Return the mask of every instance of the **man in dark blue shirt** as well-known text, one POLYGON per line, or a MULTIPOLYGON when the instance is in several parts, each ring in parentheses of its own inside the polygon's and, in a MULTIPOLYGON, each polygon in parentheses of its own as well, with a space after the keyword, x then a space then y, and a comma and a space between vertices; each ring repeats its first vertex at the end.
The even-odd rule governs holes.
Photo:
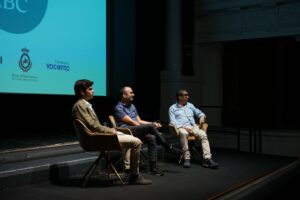
MULTIPOLYGON (((131 103, 134 93, 128 86, 120 90, 121 101, 114 108, 114 117, 119 127, 127 127, 132 134, 148 144, 148 155, 150 162, 150 173, 153 175, 163 175, 157 169, 157 144, 161 144, 167 152, 180 153, 179 149, 168 144, 158 131, 160 123, 142 120, 137 112, 136 107, 131 103)), ((126 159, 126 158, 125 158, 126 159)), ((127 161, 128 162, 128 161, 127 161)), ((126 166, 125 166, 126 168, 126 166)))

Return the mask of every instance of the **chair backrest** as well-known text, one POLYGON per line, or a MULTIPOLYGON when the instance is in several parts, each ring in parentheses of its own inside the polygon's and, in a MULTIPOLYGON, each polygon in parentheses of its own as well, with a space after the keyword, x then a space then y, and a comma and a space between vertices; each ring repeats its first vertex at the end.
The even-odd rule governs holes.
POLYGON ((80 119, 74 119, 73 125, 78 136, 79 144, 83 150, 121 150, 117 135, 93 132, 80 119))
POLYGON ((108 118, 110 120, 112 127, 117 128, 117 123, 116 123, 115 117, 113 115, 109 115, 108 118))
POLYGON ((130 129, 125 128, 125 127, 118 127, 117 123, 116 123, 116 120, 115 120, 115 117, 113 115, 109 115, 108 118, 109 118, 110 123, 111 123, 113 128, 116 128, 118 131, 121 131, 125 134, 133 135, 130 129))
POLYGON ((179 136, 179 132, 174 124, 169 124, 169 130, 171 134, 179 136))

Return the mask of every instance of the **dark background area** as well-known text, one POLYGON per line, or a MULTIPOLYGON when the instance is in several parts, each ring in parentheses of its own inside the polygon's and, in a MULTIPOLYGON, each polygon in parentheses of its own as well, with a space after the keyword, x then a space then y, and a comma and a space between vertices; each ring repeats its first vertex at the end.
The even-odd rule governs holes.
POLYGON ((224 44, 224 124, 299 128, 300 43, 294 37, 224 44))

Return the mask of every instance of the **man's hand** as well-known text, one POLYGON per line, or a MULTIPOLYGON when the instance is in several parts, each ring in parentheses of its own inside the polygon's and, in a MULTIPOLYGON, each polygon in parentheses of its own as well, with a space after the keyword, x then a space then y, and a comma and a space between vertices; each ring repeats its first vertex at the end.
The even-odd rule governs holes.
POLYGON ((152 124, 154 125, 155 128, 160 128, 161 124, 158 122, 152 122, 152 124))
POLYGON ((200 117, 200 119, 199 119, 199 124, 203 124, 203 123, 205 123, 205 117, 204 116, 200 117))
POLYGON ((113 134, 116 135, 117 134, 117 129, 112 128, 113 129, 113 134))
POLYGON ((193 133, 193 128, 192 127, 183 127, 187 132, 193 133))

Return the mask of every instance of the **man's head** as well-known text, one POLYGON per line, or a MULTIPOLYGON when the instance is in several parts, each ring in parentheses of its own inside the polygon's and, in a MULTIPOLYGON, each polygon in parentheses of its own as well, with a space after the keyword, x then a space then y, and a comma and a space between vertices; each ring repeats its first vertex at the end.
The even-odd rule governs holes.
POLYGON ((93 81, 80 79, 75 82, 74 91, 78 99, 90 100, 94 96, 93 81))
POLYGON ((129 102, 133 101, 134 93, 133 93, 133 90, 131 89, 131 87, 125 86, 125 87, 121 88, 120 96, 121 96, 122 102, 129 103, 129 102))
POLYGON ((176 100, 180 104, 186 104, 189 100, 189 93, 185 89, 180 89, 176 92, 176 100))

___

» BRIEF: The lines sought are those in the data above that include the string "dark"; copy each one.

» TASK SOLUTION:
Return the mask of every instance of the **man in dark blue shirt** as well-known text, one POLYGON per line, or a MULTIPOLYGON when the instance is in several parts, each ring in parentheses of its own inside the polygon's and, in a MULTIPOLYGON, each polygon in parentheses of its own as well, with a space after the keyword, x then a space then y, and a comma and a space between vertices; each ring repeats its first vertex at the end.
Return the mask of every instance of the **dark background area** as well-known text, one POLYGON per line, or a MULTIPOLYGON when the instance is in several parts, each ring in parentheses of its own inside the polygon's and, in a MULTIPOLYGON, each polygon in parentheses of its own as well, with a space after the keyword, x then a space then y, and a comma and a space between vertices; each ring repeats its first vertex at the end.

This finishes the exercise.